━━━ Given data ━━━

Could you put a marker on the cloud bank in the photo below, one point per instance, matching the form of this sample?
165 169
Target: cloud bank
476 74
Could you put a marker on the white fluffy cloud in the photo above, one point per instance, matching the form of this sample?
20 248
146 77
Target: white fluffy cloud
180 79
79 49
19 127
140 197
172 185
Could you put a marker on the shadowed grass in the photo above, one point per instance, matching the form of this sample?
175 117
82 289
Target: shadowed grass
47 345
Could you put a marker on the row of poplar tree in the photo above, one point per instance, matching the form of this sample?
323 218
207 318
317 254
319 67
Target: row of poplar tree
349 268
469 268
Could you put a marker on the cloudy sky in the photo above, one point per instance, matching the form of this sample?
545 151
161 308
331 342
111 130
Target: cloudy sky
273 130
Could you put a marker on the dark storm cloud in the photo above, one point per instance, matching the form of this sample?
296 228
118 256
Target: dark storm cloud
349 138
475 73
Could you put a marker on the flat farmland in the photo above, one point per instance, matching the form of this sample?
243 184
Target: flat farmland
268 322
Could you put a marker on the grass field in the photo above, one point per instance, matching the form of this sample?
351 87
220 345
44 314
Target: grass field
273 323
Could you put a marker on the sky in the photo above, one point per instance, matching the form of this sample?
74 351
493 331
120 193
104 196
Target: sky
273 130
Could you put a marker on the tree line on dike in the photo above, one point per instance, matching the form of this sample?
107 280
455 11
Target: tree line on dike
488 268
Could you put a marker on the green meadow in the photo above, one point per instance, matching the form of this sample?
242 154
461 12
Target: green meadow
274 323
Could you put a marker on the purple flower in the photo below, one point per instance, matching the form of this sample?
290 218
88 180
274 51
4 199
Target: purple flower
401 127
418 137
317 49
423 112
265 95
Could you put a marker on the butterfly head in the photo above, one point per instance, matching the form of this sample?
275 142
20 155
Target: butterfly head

━━━

Exercise objective:
The full listing is to be written out again, exactly as shown.

Answer for this exercise:
Could you put a marker on the cloud bank in the photo below, one point per instance, matching the form of this sample?
165 169
Target: cloud bank
476 74
Could you put a marker on the white fluffy cloud in the photo above, one point per instance, matching the form of this sample?
20 248
146 77
Target: white fluffy cloud
180 79
79 49
19 127
140 197
172 185
Could you put a marker on the shadowed grass in the photo above, one point per instance, matching the form of this sample?
175 117
82 289
Target: shadowed grass
47 345
Could you put a marker on the row of poplar tree in the photo above, one point per instance, matching the form of this sample?
323 218
207 318
317 254
319 67
Target: row of poplar tree
349 268
469 268
Could you put a marker on the cloudy sky in the photo above, one point per instance, matching the form of this sample?
545 151
161 308
331 342
111 130
Target: cloudy sky
273 130
Could you put a marker on the dark storm cloud in the photo above, one point per instance, matching the form of this sample?
296 228
118 256
Target: dark storm cloud
349 138
475 73
Could you put a marker on the flat farmland in the photo above, one point per instance, matching the form of this sample?
243 184
Target: flat farmland
268 322
Could you put a marker on the grass field in the photo above, one point per instance, matching the form of this sample?
351 87
220 345
44 314
Target: grass field
273 323
Could you put a marker on the sky in the photo above, one point per instance, matching the form of this sample?
74 351
493 331
120 193
104 196
Target: sky
273 130
Could you put a marker on the tree line on dike in the photo above, one point per instance, matching the form of this sample?
107 280
455 11
Target: tree line on dike
488 268
Could you put a marker on the green meadow in the photo above, one point per instance, matching the form of this sample?
242 154
461 12
Target: green meadow
274 323
Could you put a marker on the purple flower in the photo below, one point per instance, matching the form of this sample?
290 218
88 180
274 51
4 199
Target: purple flower
401 127
418 137
317 49
423 112
265 95
Could you put a marker on the butterfly head in the photo above, one point per instance, matching the form of this sample?
275 142
20 155
Target: butterfly head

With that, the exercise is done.